- [Task instructions]:
Collect every line of the records below that contains the string "dark", and copy each one unchanged.

- [Exercise data]:
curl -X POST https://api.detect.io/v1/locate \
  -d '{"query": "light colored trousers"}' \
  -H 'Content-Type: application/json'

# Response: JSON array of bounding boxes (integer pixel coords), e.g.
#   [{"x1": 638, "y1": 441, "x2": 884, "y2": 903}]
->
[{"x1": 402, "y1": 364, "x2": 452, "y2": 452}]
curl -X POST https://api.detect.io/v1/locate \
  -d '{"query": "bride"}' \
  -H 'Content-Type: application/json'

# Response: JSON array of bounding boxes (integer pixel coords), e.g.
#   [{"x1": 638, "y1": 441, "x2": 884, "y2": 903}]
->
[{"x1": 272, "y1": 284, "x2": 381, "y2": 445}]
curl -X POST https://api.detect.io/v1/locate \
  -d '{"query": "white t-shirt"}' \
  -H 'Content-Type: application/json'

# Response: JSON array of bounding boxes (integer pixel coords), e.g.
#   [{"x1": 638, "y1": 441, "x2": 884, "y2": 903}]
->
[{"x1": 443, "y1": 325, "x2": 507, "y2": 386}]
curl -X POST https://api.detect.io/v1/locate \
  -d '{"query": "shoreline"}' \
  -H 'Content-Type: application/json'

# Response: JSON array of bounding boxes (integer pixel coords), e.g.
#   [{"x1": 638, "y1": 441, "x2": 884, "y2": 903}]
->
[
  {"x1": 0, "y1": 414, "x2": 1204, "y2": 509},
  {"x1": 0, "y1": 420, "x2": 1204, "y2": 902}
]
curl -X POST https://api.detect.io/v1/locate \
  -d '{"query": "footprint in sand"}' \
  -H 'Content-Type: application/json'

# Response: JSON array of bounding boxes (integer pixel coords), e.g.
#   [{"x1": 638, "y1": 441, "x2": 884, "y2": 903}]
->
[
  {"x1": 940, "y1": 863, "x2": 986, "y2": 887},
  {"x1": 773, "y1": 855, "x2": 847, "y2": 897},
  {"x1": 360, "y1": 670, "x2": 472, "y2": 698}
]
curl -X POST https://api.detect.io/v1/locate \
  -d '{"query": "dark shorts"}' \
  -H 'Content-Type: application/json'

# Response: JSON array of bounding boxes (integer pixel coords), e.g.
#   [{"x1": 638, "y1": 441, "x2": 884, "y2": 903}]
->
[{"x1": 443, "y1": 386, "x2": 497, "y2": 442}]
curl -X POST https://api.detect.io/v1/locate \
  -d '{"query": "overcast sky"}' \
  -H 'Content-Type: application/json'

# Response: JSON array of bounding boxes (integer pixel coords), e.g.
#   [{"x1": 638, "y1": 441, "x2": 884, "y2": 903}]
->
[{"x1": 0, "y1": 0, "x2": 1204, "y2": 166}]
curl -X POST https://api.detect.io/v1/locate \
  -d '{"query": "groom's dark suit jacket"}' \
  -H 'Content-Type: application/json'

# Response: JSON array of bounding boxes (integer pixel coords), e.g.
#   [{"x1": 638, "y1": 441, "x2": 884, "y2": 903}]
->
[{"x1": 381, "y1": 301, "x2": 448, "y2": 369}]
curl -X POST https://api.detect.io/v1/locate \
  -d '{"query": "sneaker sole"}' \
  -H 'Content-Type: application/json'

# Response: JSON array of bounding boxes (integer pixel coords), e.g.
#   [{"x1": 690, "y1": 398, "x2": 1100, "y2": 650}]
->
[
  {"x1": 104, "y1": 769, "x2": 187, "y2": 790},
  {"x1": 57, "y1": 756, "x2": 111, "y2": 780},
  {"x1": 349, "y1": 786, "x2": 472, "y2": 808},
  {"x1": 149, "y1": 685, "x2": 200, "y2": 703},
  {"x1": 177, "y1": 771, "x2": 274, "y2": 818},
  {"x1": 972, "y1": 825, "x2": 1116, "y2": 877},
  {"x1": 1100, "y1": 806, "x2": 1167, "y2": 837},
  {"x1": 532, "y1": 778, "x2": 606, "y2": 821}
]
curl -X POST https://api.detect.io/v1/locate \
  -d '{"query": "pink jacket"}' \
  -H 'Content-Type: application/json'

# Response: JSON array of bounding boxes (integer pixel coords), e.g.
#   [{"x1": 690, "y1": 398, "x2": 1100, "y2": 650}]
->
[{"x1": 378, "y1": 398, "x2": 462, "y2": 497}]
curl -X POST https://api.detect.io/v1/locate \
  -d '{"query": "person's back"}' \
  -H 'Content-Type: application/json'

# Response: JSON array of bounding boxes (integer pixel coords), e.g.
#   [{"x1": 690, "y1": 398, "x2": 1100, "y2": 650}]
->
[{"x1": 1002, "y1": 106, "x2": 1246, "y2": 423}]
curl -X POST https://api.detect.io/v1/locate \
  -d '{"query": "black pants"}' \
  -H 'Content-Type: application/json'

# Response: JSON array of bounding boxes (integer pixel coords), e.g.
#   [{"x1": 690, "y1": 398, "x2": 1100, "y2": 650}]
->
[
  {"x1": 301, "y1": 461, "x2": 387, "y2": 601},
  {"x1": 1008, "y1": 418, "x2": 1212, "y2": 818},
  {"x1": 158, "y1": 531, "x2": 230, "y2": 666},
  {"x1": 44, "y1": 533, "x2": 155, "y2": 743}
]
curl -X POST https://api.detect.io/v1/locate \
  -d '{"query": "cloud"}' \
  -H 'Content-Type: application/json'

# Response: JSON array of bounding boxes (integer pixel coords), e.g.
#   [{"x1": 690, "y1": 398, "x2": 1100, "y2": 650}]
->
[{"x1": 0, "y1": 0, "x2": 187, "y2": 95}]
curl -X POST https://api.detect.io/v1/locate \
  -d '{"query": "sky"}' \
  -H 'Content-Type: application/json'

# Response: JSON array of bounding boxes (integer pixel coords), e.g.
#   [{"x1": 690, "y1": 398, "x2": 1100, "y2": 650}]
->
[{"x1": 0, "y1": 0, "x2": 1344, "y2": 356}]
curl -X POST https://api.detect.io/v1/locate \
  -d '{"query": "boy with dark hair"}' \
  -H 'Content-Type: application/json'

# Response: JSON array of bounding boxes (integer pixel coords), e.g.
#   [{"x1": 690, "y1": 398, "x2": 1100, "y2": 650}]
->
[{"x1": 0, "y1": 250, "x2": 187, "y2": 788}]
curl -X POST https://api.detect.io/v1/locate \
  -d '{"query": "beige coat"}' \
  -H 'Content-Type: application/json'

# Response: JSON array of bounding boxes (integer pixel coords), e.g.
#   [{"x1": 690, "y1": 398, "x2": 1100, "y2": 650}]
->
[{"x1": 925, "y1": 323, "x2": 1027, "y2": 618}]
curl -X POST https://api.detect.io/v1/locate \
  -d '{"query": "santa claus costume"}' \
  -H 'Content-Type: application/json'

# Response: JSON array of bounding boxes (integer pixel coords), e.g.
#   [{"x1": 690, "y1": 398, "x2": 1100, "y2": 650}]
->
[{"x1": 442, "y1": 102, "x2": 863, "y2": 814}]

- [Result for this task]:
  -d '{"query": "dark shorts"}' \
  -d '{"query": "groom's dark suit jacket"}' \
  -d '{"query": "boy with dark hair"}' \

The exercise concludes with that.